EXERCISE |
Answer each question using the text on Maryland's budget shortfall.
1. What is Maryland's projected general fund revenue shortfall for next fiscal year?
2. What share of general fund spending supports education?
3. How many community mental health clinics have closed in the past two years?

Balancing Maryland’s budget by cutting services would be nearly impossible to achieve without serious cutbacks in essential services such as education, health care, and public safety, as well as other public services.

A new report by the Maryland Budget and Tax Policy Institute explains Maryland’s revenue shortfall and discusses the services that would be at risk if policymakers opt to balance Maryland’s budget by cutting services.

Maryland’s projected general fund revenue shortfall of $1.3 billion for next fiscal year is equal to $1 out of $9 of projected spending. As a result, balancing the budget by cutting spending could seriously harm the level and quality of a wide range of public services in Maryland.

The report documents the current status of general fund spending in Maryland — where the spending goes and what it buys — and discusses the consequences of service cuts in the major program areas. Among the report’s highlights is that nearly 80 percent of general fund spending is for education, health, and public safety, or is required by Maryland law.

The remaining 20 percent of spending supports services such as environmental protections, administration of courts, child care and other family supports, and the operation and maintenance of state parks and forests.

Budget savings in any of these program areas would be difficult to achieve without risking the quality of life in Maryland.

“Forty percent of general fund spending supports education. Balancing the budget by cutting services likely means slowing progress to improve elementary and secondary education throughout the state,” said Steve Hill, author of the report. Hill noted that just months ago, Maryland legislators voted to phase-in a $1.3 billion per year increase in spending on elementary and secondary education.

More than 25 percent of spending supports health services such as Medicaid and mental health, developmental disabilities, community health and substance abuse services. “Health services have been underfunded for so long in Maryland that further reductions in services would be devastating,” said Jan Schmidt, Public Relations Director for Advocates for Children and Youth and a representative of the Alliance to Invest in Maryland, a newly-forming coalition of nonprofit organizations and interested citizens who are seeking to preserve adequate funding for a broad range of state services.

The report notes that Medicaid eligibility and payment levels are already well-below national averages, and that fifteen community mental health clinics have closed in the past two years due to inadequate state funding.

EXTRACTED ENTRIES |
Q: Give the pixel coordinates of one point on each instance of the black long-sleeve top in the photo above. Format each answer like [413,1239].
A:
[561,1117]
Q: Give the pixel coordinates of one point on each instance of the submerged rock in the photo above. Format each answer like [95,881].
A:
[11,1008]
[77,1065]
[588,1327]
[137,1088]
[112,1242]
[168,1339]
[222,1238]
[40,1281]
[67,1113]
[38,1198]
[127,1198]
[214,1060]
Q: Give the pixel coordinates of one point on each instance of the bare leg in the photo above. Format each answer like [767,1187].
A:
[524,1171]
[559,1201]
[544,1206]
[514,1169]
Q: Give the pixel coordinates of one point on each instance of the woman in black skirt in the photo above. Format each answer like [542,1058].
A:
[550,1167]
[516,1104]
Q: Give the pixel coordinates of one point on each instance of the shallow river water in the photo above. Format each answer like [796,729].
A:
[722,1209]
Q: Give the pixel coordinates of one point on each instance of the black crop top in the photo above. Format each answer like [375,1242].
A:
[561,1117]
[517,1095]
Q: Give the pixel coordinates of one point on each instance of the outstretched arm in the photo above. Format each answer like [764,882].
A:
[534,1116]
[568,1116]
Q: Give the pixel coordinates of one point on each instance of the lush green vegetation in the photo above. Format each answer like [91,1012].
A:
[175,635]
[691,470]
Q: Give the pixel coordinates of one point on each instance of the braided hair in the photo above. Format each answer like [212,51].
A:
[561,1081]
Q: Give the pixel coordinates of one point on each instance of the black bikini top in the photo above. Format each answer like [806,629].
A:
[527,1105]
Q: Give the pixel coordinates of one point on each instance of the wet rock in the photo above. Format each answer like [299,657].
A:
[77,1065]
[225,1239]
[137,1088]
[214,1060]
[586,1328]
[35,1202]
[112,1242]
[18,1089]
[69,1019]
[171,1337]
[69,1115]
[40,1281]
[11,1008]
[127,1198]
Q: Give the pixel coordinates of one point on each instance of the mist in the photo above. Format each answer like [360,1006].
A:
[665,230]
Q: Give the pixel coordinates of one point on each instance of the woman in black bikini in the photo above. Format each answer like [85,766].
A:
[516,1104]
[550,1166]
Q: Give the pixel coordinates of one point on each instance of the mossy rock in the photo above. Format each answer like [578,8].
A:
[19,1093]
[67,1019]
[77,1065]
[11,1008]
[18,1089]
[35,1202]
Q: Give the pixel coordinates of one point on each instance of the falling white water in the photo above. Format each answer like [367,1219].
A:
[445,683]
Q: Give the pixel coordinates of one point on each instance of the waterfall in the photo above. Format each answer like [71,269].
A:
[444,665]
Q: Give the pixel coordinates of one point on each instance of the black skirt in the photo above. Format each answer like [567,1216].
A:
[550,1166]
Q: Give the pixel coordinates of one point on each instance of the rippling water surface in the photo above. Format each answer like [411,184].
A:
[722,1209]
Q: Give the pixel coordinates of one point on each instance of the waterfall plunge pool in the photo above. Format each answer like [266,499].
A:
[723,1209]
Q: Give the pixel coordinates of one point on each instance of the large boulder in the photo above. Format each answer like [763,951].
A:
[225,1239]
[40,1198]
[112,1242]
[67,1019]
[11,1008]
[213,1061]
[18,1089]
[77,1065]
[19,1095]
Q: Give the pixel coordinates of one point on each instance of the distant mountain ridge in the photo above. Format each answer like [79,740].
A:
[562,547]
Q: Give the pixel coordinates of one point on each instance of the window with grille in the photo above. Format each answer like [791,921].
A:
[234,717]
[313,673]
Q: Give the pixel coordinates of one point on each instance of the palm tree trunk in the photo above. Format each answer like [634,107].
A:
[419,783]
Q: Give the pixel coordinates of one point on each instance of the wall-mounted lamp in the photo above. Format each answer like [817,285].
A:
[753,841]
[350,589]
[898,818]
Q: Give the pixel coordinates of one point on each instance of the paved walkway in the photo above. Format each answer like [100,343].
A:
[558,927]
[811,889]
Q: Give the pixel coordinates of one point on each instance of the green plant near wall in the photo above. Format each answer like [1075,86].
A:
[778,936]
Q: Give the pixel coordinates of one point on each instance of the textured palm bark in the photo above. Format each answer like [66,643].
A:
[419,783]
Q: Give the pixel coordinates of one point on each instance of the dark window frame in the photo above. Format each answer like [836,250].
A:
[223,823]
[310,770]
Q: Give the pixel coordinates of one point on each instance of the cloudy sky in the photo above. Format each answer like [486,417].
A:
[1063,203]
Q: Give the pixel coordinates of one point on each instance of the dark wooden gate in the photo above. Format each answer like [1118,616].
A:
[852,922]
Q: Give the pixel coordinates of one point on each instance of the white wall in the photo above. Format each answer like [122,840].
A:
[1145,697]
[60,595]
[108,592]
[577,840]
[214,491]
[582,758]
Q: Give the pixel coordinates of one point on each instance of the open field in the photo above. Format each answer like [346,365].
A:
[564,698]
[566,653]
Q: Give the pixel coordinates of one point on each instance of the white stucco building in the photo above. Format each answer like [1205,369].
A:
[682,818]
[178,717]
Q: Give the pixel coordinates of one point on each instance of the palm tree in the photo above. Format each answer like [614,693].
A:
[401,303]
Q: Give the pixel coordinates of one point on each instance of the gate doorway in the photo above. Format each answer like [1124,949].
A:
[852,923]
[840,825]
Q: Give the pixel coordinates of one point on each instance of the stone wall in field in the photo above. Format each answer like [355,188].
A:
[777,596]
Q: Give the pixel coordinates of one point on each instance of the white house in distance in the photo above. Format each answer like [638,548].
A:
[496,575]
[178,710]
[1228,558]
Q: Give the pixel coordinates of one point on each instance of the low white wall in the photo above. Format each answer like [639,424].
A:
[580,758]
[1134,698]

YOUR RESPONSE |
1. $1.3 billion
2. Forty percent
3. Fifteen